Never one to let proprieties or legalities get in the way of realizing his ambitions, Attorney General Jeff Landry has been utilizing the virus-prompted time out from business-as-usual to expand his powers, apparently with the full blessing (or at least a blind eye) from the Rispone-Grigsby administration.

After meeting U.S. Surgeon General Jerome Adams in the early days of the virus pandemic, General Landry (as he has insisted on being addressed) found himself wishing for greater rank.

As Surgeon General Adams is also a U.S. Navy Vice Admiral, Landry indulged in a fit of one-upsmanship. Calling the entire contingent of the Cajun Navy to his office, he deputized them en masse (in violation of the social distancing guidelines) and tasked them with patrolling the state’s waterways during the course of this health emergency. Landry then announced he would hereafter wear the title of Attorney Admiral Jeff Landry.

State Treasurer John Schroder hasn’t been idle, either. Although the pandemic-prompted worldwide economic slowdown has reduced the state’s bond-ability to a mere trickle, Schroder came up with an ingenious gimmick to bring some quick cash into the state coffers.

The health emergency directives pushed the due date for individual state tax returns back 45 days, from May 15 to June 30. The due date for corporate tax returns, on the other hand, was bumped to August 15. Yet to encourage folks to file and pay their taxes on the usual May 15 date, Schroder is offering an incentive: a complete set of VHS tapes of all five seasons of History Channel’s “Top Shot” (2010-2014). State Rep. Blake Miguez, good friend to Treasurer Schroder and Attorney Admiral Landry, competed in seasons one and five, and served as one of the show’s experts in season two.

And speaking of Miguez, he’s one of the main reasons indoor and outdoor shooting ranges were designated “essential businesses” and allowed to remain open, while many others have been required to shut down as an infection preventative. Some can credit their “essential business” designation to political influencers, too. Automotive repair shops can thank House Speaker Clay Schexnayder, the owner-operator of one such facility in Gonzales, for keeping them in the category of “need to stay open.” Furniture stores can credit Senate President Page Cortez, the owner of a LaZBoy gallery in Lafayette, with getting them named among the “essential businesses” throughout the statewide reduction in commerce.

★ ★ ★

Problem 1 → Translate this sentence from the given passage into Spanish: "The due date for corporate tax returns, on the other hand, was bumped to August 15."
Problem 2 →
Answer these questions using the given passage.
(a) What title did Landry announce he would wear from then on?
(b) To what date was the due date for individual state tax returns pushed back?
(c) In which city is the LaZBoy gallery owned by Senate President Page Cortez?

Dataset records →
★ ★ ★

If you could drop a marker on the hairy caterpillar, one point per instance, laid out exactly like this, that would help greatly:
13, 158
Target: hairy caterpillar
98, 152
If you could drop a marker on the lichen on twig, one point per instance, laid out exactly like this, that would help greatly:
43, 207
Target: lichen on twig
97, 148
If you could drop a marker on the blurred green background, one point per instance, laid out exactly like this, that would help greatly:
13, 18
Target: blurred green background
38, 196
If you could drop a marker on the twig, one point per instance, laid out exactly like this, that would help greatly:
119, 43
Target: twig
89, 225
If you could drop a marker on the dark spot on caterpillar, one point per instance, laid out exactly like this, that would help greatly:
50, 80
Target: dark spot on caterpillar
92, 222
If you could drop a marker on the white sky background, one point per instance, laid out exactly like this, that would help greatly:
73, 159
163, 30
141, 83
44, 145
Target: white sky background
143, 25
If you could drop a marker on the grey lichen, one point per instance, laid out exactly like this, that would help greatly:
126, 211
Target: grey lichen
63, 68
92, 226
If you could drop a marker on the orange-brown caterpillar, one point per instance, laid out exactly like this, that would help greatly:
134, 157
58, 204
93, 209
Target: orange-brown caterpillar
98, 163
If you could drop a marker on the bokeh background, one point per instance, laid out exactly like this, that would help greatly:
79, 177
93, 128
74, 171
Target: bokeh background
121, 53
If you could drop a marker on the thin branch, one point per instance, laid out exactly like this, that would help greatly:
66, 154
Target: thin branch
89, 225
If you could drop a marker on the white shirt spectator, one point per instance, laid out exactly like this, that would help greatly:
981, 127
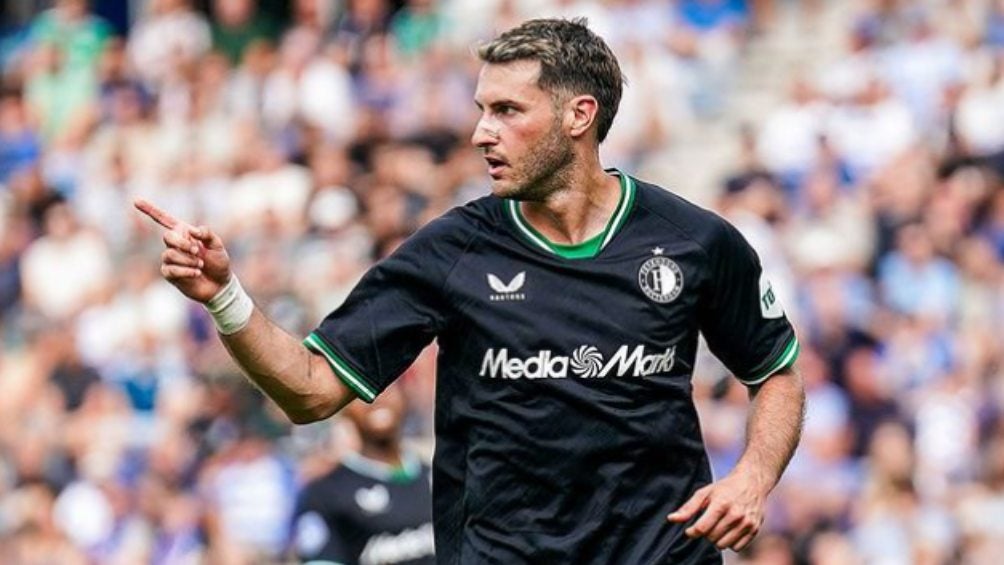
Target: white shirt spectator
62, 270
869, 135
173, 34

★ ★ ★

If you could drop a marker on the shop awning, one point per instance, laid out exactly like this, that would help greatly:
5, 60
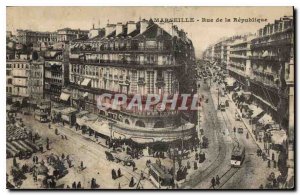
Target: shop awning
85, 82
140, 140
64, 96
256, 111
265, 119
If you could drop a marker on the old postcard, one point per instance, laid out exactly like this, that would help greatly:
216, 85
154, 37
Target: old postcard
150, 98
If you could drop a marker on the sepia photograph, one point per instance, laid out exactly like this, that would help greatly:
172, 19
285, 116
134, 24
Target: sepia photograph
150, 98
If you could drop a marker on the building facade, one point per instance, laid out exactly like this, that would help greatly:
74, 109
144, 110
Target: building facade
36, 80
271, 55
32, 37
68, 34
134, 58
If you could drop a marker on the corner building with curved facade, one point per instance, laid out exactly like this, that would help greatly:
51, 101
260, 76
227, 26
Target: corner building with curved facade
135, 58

★ ★ ★

Written response 1 → La fecha límite para las declaraciones de impuestos corporativos, por otro lado, se aplazó al 15 de agosto.

Written response 2 →
(a) Attorney Admiral Jeff Landry
(b) June 30
(c) Lafayette